_What to do:_ Your output is the line containing "Pin a point on every instance of the tower" plus all lines after it to the end of the records, reproduced exactly, with nothing else.

── Data section ──

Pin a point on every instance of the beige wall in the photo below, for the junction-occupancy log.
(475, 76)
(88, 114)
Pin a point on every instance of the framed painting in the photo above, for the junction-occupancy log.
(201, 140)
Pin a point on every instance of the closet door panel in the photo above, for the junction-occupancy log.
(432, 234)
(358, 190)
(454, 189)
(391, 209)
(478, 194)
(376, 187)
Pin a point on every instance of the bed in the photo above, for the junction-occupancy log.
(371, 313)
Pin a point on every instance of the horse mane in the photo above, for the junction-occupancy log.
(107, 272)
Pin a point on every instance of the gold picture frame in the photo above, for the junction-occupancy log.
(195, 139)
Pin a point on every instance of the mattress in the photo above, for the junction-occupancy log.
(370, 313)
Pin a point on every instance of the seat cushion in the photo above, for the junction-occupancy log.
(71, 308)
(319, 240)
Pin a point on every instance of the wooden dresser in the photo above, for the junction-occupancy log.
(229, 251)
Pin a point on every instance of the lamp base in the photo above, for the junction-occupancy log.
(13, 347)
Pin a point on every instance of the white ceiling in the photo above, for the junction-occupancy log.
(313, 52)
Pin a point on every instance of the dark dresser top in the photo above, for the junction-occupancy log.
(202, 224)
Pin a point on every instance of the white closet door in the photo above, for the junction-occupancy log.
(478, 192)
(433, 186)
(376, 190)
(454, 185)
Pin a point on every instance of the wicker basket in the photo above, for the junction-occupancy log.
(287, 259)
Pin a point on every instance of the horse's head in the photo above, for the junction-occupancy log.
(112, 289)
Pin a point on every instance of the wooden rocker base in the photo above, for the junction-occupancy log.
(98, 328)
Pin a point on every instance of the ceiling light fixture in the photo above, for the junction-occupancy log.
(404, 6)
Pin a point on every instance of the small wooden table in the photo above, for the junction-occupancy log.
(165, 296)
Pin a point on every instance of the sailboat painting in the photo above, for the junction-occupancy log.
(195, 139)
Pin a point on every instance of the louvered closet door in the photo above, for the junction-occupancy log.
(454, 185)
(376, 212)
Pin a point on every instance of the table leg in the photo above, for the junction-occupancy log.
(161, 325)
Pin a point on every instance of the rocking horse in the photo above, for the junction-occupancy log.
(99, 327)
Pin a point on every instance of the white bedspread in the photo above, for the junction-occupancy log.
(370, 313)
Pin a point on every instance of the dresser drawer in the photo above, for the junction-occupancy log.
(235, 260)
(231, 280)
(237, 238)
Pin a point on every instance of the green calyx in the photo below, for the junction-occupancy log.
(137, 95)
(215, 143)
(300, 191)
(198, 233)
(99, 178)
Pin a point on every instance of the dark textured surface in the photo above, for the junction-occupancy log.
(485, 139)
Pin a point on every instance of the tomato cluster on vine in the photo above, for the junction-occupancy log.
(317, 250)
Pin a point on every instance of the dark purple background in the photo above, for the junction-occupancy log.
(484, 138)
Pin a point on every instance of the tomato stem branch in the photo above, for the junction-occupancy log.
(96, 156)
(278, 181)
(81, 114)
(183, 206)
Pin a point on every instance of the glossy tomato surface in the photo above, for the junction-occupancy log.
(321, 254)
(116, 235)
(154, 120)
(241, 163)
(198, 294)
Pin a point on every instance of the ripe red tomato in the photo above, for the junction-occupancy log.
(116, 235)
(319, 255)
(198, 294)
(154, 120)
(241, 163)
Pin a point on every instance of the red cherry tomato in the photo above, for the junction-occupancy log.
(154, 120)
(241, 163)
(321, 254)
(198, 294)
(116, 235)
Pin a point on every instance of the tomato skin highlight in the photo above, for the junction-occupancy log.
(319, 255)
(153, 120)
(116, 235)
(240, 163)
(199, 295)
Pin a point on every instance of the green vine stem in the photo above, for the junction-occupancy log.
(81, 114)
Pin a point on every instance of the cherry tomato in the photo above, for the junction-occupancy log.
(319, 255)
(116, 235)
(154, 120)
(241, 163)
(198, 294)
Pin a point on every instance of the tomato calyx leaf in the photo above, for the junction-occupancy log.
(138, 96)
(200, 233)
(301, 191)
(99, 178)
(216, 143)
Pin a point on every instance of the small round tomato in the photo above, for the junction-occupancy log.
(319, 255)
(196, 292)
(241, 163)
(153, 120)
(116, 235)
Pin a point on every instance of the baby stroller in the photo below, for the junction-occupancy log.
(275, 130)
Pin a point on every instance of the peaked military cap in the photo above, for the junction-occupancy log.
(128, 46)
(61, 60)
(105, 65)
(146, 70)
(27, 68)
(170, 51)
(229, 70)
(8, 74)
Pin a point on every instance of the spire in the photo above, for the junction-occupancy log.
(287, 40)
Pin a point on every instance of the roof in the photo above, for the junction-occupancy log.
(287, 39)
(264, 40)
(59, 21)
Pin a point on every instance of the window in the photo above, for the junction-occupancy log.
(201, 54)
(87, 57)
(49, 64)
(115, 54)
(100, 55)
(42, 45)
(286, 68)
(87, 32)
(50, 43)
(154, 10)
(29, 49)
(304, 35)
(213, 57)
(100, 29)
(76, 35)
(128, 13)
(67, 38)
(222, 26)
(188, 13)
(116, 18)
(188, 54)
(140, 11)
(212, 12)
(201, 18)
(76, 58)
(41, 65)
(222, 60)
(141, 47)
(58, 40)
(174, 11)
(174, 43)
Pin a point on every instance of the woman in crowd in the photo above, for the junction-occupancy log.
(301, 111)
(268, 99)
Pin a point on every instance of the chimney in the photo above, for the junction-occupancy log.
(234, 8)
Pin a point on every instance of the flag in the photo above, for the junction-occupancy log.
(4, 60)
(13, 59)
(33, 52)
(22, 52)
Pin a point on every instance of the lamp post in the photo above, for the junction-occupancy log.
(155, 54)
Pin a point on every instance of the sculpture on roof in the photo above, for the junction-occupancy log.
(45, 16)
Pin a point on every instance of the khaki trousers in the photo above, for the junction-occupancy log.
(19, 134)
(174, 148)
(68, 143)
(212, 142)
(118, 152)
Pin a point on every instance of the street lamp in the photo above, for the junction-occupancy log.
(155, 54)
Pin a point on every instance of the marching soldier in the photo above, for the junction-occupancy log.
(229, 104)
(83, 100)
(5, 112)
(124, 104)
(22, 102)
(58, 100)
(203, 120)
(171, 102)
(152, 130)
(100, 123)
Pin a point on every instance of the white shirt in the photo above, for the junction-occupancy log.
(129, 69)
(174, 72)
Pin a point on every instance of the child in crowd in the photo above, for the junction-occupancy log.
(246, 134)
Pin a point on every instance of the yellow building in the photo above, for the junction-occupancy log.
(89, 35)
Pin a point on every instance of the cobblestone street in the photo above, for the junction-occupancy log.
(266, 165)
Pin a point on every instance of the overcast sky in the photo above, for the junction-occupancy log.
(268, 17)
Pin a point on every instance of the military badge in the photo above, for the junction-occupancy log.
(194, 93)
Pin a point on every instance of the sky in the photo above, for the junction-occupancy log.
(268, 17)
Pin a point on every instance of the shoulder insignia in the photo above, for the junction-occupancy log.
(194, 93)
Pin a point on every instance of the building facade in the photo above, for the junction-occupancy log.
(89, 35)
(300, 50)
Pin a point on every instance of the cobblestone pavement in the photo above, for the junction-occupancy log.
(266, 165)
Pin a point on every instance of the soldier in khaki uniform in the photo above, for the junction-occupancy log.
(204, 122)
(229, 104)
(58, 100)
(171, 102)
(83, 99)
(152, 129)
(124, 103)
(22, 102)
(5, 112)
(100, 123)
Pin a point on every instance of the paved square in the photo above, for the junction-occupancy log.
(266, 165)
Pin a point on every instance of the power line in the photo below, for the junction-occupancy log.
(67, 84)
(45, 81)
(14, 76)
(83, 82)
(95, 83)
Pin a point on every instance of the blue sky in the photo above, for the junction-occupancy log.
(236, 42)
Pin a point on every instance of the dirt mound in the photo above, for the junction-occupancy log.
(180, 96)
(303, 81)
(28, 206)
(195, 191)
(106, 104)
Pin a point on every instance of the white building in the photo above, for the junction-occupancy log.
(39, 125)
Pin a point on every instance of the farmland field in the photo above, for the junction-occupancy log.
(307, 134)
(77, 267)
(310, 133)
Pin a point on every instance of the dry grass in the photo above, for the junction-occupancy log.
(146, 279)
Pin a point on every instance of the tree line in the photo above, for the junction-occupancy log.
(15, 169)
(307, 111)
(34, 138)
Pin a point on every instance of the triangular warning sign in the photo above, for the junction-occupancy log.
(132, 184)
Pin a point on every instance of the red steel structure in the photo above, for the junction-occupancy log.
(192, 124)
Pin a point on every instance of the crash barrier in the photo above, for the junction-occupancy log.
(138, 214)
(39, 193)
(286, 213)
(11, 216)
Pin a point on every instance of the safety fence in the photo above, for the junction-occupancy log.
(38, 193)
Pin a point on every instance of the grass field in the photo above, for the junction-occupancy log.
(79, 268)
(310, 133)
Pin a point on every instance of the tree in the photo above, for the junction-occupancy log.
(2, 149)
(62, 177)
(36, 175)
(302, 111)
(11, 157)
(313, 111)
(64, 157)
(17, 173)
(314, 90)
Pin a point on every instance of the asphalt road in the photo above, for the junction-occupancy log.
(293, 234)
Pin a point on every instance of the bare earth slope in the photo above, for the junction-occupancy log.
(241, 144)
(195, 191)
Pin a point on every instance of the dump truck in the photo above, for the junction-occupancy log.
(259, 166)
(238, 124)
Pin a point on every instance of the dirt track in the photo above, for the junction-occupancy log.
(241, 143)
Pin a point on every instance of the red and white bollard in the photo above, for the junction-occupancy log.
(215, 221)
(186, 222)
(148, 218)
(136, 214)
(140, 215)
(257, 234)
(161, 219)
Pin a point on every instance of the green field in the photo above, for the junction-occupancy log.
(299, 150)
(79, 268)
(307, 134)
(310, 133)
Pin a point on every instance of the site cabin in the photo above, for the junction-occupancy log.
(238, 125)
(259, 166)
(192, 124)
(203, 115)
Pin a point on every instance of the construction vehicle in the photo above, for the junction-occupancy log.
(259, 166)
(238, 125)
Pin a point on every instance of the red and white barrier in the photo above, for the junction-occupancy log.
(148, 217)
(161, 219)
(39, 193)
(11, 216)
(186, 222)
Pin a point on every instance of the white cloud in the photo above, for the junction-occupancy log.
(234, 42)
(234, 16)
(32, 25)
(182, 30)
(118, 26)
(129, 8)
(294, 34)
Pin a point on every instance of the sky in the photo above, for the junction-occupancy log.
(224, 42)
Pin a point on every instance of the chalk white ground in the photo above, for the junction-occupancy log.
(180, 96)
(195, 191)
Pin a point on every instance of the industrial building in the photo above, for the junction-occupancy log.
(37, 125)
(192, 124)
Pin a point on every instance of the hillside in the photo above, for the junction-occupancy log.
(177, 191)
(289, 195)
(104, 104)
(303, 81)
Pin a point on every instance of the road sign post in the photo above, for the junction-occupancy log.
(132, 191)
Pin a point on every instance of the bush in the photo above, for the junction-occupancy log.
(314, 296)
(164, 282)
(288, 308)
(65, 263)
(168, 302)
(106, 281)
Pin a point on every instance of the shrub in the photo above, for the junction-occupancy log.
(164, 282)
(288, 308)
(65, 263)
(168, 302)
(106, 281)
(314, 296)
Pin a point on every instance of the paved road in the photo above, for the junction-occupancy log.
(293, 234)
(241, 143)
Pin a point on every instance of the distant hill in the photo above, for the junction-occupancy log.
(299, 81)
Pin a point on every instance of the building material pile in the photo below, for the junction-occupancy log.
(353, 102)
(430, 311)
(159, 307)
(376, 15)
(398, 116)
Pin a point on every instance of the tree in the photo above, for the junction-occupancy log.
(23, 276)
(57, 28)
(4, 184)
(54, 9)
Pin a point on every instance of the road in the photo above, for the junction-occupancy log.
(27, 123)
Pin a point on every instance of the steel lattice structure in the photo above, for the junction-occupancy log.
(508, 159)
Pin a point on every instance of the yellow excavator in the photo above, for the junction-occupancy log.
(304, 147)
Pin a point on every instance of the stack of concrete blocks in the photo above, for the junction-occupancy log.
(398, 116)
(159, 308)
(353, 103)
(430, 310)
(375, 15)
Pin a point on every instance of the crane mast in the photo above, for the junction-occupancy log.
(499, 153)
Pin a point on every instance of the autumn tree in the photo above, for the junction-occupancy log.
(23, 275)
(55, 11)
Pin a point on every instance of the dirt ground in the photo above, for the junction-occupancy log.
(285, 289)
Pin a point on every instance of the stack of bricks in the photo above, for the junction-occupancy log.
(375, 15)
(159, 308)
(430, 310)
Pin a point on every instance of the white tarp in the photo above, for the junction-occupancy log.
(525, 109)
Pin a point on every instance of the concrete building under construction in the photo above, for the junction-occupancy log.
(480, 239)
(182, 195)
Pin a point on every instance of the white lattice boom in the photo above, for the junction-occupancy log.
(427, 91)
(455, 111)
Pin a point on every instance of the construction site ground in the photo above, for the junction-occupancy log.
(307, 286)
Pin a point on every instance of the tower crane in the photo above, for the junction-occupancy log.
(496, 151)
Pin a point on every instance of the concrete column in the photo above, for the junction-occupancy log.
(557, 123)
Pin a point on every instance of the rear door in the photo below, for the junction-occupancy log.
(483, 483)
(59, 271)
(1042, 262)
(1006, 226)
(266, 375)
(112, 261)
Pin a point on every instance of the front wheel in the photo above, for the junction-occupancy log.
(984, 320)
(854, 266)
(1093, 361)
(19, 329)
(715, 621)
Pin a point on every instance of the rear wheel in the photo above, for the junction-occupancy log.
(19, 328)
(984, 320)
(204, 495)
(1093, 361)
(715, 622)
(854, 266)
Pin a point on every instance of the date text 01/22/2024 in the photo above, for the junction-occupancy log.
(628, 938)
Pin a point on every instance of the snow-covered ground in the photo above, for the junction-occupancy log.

───

_Correct result:_
Pin a point on every instance of the tower crane in the photo above, for the junction-occupancy log.
(496, 151)
Pin a point on every instance of the concrete column in the photo above, for the junction-occupancy log.
(557, 123)
Pin a point on every instance of the rear door in the photo below, for the junction-occupancy log.
(483, 483)
(59, 271)
(1042, 262)
(1006, 226)
(266, 375)
(112, 261)
Pin a point on every instance of the front wheel in the photo above, for the junction-occupancy log.
(984, 320)
(854, 266)
(1093, 361)
(19, 329)
(715, 621)
Pin a point on every instance of the rear wheel in the photo above, for the junction-occupancy log.
(19, 328)
(984, 320)
(204, 495)
(1093, 361)
(715, 622)
(854, 266)
Pin a point on every instance of the date text 01/22/2024 in the photo above, for the junction-occupancy log.
(628, 938)
Pin a point on every instance of the snow-covered ground in the photo above, for the junction-occupancy log.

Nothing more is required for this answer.